- REQUIRED ACTION: Using the data below, transcribe exactly everything from the line that contains "Query: short cropped hair" down to the line that contains "like [[14, 44]].". Include both of those lines and none of the pictures.

*-*-*

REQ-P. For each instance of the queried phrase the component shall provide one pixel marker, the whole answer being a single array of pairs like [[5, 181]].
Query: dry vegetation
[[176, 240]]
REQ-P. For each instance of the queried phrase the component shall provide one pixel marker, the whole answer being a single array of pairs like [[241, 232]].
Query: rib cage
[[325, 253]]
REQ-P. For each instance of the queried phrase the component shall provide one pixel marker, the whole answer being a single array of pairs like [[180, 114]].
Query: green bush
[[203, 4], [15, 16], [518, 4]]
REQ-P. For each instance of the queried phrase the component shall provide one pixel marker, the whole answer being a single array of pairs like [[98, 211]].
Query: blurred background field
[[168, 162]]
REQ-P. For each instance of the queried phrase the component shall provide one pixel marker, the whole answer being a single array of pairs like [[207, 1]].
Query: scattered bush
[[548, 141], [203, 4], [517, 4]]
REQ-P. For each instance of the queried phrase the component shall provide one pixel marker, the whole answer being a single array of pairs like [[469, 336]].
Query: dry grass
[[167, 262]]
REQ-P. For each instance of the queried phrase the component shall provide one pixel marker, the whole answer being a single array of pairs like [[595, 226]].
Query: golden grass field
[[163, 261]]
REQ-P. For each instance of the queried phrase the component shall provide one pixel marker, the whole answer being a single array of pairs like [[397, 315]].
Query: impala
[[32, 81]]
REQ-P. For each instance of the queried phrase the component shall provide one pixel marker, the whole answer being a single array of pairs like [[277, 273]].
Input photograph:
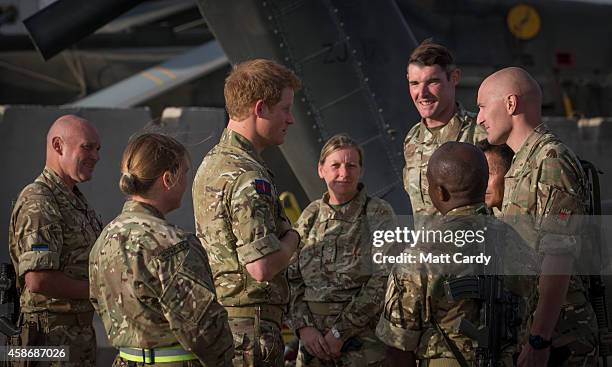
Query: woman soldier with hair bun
[[150, 281], [336, 290]]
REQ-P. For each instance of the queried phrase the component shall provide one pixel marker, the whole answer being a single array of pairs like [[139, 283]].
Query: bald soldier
[[545, 196], [52, 230], [432, 79], [419, 320]]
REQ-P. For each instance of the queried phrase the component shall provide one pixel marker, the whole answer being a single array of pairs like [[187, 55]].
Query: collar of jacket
[[58, 186], [133, 206], [526, 150], [451, 130], [232, 139]]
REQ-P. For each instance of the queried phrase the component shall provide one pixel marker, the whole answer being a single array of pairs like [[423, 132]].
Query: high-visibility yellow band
[[173, 353]]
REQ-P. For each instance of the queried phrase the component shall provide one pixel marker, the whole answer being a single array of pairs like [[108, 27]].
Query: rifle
[[9, 301], [350, 345], [597, 290], [499, 313]]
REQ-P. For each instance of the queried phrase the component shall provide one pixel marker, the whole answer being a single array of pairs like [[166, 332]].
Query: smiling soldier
[[432, 79]]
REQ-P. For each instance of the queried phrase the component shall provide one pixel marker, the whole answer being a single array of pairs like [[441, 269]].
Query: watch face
[[537, 342]]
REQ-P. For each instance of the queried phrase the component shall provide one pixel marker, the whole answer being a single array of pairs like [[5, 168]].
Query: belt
[[441, 362], [174, 353], [326, 308], [264, 312]]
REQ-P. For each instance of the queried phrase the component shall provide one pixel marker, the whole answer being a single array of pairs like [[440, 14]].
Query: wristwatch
[[537, 342], [335, 333]]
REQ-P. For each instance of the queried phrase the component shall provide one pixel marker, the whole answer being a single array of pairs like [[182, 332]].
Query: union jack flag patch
[[263, 187]]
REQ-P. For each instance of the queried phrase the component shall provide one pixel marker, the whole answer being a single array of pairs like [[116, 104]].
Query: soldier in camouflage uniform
[[432, 78], [499, 160], [239, 218], [51, 232], [150, 281], [545, 196], [418, 315], [336, 289]]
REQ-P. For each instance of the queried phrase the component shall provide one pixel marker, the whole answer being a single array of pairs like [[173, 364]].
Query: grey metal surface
[[23, 130], [346, 54], [158, 79]]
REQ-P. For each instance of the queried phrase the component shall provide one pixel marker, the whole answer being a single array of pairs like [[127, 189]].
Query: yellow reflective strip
[[182, 357], [147, 359]]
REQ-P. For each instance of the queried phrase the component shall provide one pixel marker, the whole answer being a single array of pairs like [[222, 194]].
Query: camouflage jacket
[[239, 220], [416, 292], [545, 198], [335, 262], [51, 228], [419, 145], [152, 287]]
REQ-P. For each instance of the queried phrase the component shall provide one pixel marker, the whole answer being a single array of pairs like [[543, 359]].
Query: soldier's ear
[[511, 103], [260, 109], [455, 76], [444, 194], [168, 180], [58, 145]]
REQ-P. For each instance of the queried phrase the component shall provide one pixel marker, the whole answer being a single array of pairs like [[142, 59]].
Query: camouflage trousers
[[54, 329], [120, 362], [257, 343], [366, 349]]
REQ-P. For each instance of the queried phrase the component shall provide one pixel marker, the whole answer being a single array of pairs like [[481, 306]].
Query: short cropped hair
[[253, 80], [429, 53], [503, 152], [337, 142]]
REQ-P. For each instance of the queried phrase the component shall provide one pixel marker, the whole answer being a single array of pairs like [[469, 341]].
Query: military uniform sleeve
[[409, 150], [38, 231], [299, 313], [189, 303], [400, 324], [365, 307], [253, 217], [561, 207]]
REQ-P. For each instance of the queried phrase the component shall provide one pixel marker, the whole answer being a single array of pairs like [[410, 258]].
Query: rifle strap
[[447, 340]]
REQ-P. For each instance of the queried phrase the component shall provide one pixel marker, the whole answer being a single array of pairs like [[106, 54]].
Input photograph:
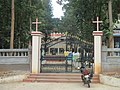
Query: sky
[[57, 9]]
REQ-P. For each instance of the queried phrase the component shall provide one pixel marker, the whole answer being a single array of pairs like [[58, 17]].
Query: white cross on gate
[[36, 24], [97, 23]]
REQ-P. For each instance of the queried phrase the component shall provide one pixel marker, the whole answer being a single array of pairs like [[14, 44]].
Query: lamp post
[[66, 39]]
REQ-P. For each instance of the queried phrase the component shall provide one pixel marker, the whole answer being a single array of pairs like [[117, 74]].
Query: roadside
[[54, 86]]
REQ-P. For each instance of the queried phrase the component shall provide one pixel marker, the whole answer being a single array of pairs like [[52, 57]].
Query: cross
[[36, 23], [97, 23]]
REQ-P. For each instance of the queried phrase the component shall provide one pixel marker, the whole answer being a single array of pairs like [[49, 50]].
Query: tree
[[84, 12], [12, 26]]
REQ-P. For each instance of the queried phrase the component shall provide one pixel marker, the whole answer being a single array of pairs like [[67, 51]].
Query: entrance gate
[[61, 63]]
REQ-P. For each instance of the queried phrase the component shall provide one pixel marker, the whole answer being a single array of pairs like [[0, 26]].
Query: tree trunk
[[110, 24], [12, 26]]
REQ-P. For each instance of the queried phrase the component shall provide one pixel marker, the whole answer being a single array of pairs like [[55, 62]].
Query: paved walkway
[[54, 86]]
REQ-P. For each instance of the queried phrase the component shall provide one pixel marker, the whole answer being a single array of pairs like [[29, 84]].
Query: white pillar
[[97, 51], [36, 53]]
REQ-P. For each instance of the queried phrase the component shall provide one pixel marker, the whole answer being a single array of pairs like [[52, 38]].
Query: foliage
[[79, 15], [24, 10]]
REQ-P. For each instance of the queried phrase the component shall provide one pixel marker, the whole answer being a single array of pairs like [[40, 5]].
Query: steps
[[58, 78]]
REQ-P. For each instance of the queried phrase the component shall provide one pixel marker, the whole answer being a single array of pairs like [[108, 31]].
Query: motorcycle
[[86, 76], [86, 80]]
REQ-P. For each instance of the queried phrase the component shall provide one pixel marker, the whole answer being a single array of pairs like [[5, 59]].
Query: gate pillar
[[97, 51], [36, 54]]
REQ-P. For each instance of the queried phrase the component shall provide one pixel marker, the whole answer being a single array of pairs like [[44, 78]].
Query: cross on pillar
[[97, 23], [36, 23]]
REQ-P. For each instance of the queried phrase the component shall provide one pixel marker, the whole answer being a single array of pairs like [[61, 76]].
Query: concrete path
[[54, 86]]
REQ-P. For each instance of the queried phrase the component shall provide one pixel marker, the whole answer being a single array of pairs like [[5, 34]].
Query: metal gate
[[82, 55]]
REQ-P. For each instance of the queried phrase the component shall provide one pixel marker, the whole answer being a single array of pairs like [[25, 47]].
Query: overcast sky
[[57, 9]]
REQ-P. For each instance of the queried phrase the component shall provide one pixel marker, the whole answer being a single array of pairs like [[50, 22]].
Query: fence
[[15, 56], [110, 59]]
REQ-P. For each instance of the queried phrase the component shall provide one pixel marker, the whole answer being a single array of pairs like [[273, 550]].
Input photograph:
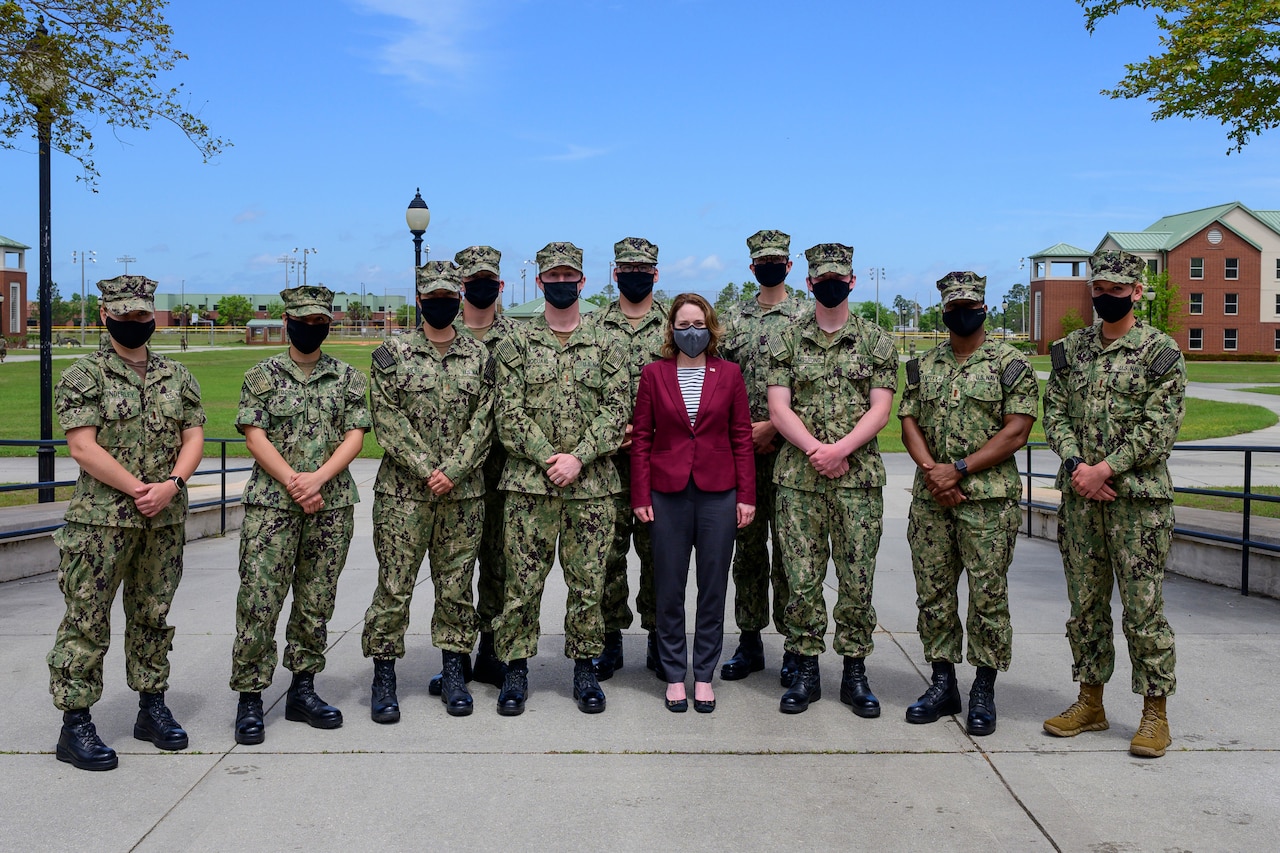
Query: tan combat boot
[[1152, 737], [1084, 715]]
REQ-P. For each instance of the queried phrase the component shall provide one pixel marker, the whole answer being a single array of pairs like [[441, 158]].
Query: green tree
[[110, 56], [1219, 60], [234, 310]]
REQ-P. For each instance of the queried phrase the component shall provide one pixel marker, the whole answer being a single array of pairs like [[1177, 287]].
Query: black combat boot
[[250, 726], [611, 658], [433, 687], [515, 688], [749, 657], [942, 698], [854, 689], [982, 703], [383, 703], [805, 688], [156, 724], [586, 689], [488, 669], [453, 687], [80, 746], [302, 705]]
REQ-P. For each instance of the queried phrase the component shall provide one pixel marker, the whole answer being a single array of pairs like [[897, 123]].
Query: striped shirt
[[691, 388]]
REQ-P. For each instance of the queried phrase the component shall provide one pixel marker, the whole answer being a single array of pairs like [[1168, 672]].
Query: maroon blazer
[[716, 451]]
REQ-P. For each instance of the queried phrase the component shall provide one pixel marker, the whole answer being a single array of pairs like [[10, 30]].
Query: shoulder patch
[[1057, 355], [383, 357], [1164, 363], [1013, 373]]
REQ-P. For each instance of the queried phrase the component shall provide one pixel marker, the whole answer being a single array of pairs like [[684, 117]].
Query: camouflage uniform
[[831, 384], [283, 548], [430, 413], [1120, 402], [558, 400], [106, 541], [960, 406]]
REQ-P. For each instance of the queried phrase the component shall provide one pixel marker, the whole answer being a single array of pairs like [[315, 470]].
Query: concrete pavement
[[638, 778]]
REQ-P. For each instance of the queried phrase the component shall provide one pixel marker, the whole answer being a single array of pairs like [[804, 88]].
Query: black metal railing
[[1247, 496], [223, 501]]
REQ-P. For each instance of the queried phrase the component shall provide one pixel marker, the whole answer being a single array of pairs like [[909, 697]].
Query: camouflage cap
[[474, 260], [830, 258], [1116, 267], [553, 255], [438, 276], [635, 250], [126, 293], [768, 243], [309, 301], [956, 287]]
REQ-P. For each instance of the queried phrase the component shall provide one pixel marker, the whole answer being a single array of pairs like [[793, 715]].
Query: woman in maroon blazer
[[693, 478]]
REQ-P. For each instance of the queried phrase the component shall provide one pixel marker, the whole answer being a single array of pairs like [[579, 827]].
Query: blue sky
[[931, 136]]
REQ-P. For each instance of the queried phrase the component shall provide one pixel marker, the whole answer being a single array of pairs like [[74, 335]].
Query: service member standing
[[748, 325], [561, 413], [304, 415], [1112, 407], [135, 425], [433, 415], [831, 387], [969, 404], [638, 320]]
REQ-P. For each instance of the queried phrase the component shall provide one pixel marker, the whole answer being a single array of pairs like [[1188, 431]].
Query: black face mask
[[131, 334], [771, 274], [964, 322], [481, 292], [635, 286], [306, 338], [439, 313], [1112, 309], [561, 293], [831, 291]]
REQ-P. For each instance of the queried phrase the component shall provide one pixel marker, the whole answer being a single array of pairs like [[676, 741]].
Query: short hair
[[668, 343]]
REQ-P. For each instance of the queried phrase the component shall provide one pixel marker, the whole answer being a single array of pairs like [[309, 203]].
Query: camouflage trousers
[[405, 532], [1123, 542], [94, 562], [627, 529], [844, 527], [974, 538], [754, 570], [534, 524], [283, 551]]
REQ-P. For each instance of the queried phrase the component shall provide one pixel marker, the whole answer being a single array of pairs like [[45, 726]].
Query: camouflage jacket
[[1123, 404], [746, 337], [831, 387], [138, 424], [306, 419], [561, 400], [960, 406], [432, 411]]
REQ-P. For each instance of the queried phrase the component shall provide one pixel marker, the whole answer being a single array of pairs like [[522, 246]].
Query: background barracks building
[[1224, 260]]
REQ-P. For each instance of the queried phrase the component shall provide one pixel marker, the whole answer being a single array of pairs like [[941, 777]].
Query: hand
[[439, 483], [152, 497], [763, 432], [563, 469]]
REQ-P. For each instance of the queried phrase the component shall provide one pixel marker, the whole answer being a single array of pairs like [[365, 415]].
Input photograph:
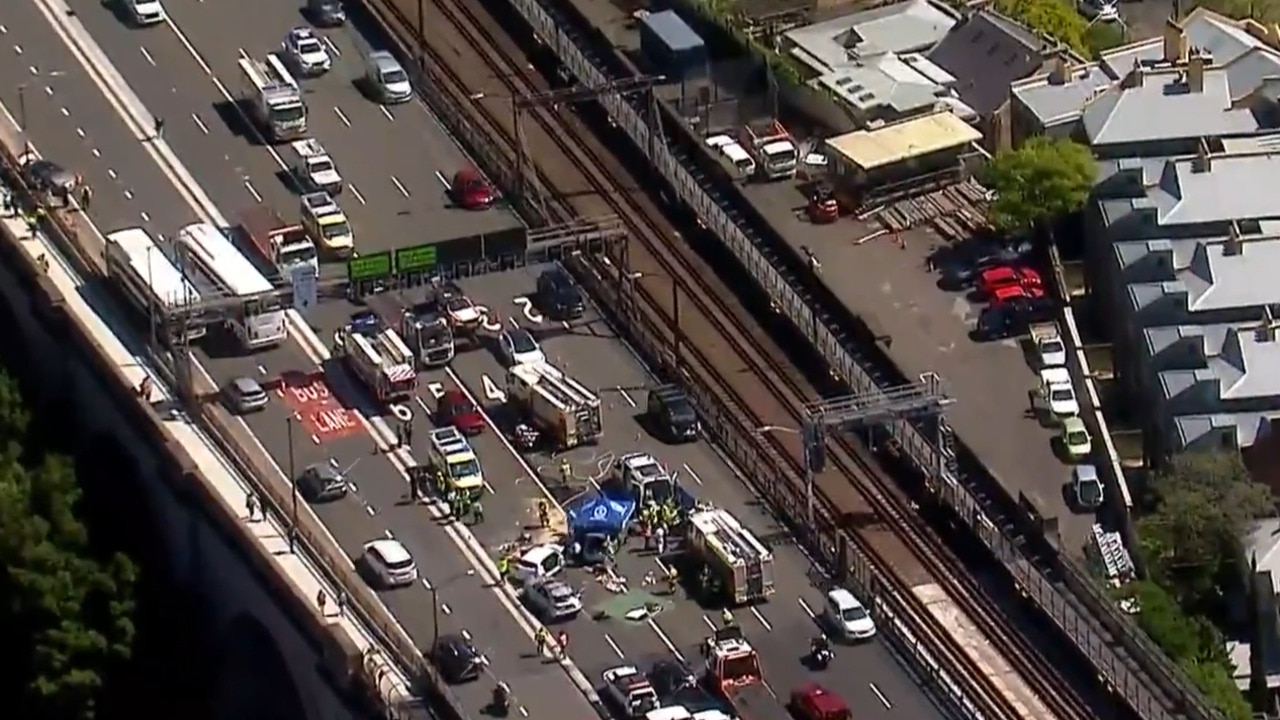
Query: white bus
[[213, 251], [147, 276]]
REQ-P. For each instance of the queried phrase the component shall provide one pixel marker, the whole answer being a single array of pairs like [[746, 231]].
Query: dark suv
[[323, 483], [558, 296], [672, 415]]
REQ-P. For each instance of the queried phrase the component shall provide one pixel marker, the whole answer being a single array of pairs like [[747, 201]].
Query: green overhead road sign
[[415, 259], [373, 267]]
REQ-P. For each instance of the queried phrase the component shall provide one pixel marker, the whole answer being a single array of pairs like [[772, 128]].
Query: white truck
[[565, 410], [315, 168], [273, 98], [1050, 349], [773, 149], [382, 361], [282, 244]]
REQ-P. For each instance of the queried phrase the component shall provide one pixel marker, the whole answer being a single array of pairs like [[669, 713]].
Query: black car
[[323, 483], [457, 659], [558, 296], [327, 13], [670, 677], [672, 415], [48, 176]]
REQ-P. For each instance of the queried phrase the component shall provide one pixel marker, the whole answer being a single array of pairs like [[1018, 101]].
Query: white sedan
[[520, 347], [307, 51], [846, 615]]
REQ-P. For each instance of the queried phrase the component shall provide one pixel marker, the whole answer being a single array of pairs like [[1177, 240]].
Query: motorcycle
[[821, 655], [501, 700]]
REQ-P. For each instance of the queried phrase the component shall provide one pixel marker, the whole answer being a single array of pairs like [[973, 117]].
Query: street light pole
[[805, 460], [293, 482]]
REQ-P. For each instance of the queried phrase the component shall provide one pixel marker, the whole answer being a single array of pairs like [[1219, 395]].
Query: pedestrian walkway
[[229, 490]]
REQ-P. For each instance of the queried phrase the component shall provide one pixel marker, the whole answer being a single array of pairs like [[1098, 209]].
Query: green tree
[[1051, 17], [67, 611], [1191, 541], [1043, 180]]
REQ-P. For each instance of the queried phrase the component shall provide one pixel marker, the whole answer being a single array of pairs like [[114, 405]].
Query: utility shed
[[672, 46], [901, 156]]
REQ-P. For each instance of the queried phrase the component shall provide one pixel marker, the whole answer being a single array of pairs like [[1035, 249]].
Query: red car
[[1009, 276], [1008, 292], [471, 191], [456, 409]]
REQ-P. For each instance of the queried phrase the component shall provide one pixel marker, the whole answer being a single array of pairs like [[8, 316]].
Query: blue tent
[[599, 514]]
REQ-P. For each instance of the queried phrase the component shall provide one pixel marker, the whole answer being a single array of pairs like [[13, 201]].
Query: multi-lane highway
[[71, 121], [397, 160]]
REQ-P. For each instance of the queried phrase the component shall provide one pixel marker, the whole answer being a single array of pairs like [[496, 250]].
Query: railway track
[[725, 351]]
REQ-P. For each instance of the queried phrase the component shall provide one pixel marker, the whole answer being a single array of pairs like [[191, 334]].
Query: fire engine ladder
[[734, 538]]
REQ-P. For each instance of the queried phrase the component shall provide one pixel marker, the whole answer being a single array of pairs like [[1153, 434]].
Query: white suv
[[391, 565]]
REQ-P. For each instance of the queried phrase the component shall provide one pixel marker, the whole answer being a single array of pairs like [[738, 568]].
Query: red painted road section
[[318, 409]]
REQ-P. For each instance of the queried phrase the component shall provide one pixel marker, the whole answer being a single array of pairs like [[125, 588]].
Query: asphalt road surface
[[72, 122], [397, 160]]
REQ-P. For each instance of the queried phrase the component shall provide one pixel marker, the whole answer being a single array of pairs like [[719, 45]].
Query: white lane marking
[[666, 641], [760, 618], [881, 696], [615, 646], [136, 114], [691, 473]]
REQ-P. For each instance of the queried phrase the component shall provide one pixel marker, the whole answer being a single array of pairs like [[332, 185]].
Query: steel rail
[[589, 183]]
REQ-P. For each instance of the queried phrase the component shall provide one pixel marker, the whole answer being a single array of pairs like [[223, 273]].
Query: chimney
[[1203, 162], [1059, 73], [1233, 245], [1175, 42], [1266, 329], [1196, 65], [1134, 77]]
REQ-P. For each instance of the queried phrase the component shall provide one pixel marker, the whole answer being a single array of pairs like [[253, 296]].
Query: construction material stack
[[273, 99], [772, 146], [382, 361], [282, 244], [566, 411], [727, 557], [456, 464], [314, 168], [734, 671]]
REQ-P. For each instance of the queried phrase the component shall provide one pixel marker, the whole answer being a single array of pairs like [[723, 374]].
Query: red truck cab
[[1009, 276], [816, 702]]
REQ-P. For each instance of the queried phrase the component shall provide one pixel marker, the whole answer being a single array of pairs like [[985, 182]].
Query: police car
[[307, 51], [452, 455], [538, 563]]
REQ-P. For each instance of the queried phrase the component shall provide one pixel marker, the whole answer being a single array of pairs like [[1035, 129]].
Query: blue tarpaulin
[[599, 514]]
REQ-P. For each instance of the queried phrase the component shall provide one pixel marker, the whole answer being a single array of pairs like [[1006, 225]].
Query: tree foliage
[[1192, 642], [1203, 505], [67, 613], [1043, 180], [1051, 17]]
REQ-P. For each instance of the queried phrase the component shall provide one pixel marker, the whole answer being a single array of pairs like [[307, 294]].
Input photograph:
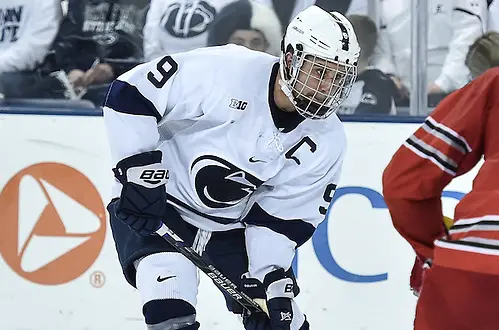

*-*-*

- EXERCISE SOLUTION:
Query: short cropped hair
[[253, 80], [429, 53], [503, 152], [337, 142]]
REQ-P. For each instance of the queried phrase the component shall provide one pixel marker, the whole answer being a single array of pairs like [[469, 341]].
Query: military uniform sleeve
[[409, 150], [38, 231], [299, 313], [189, 303], [400, 324], [365, 307], [253, 217], [561, 207]]
REQ-P. For each instance of the queried phrase the component shall provide one pixel marker, the whole answer being a single array of pairs like [[410, 258]].
Query: rifle strap
[[447, 340]]
REQ-P. For each instance of the queried phrase the component shall provide one pixel marker, the whole answer being a single array of pairs like [[106, 54]].
Input photograph:
Query: sky
[[57, 9]]
REQ-P. For each instance of the queried phrase the component shall provide one pixel marker, the whole answer being a single array of pairs like [[58, 17]].
Query: white cross on gate
[[36, 24], [97, 23]]
REQ-P. For each instance of the queried phrase the component shall provide one pixel marker, the whole answer being a single array of pairs like [[14, 44]].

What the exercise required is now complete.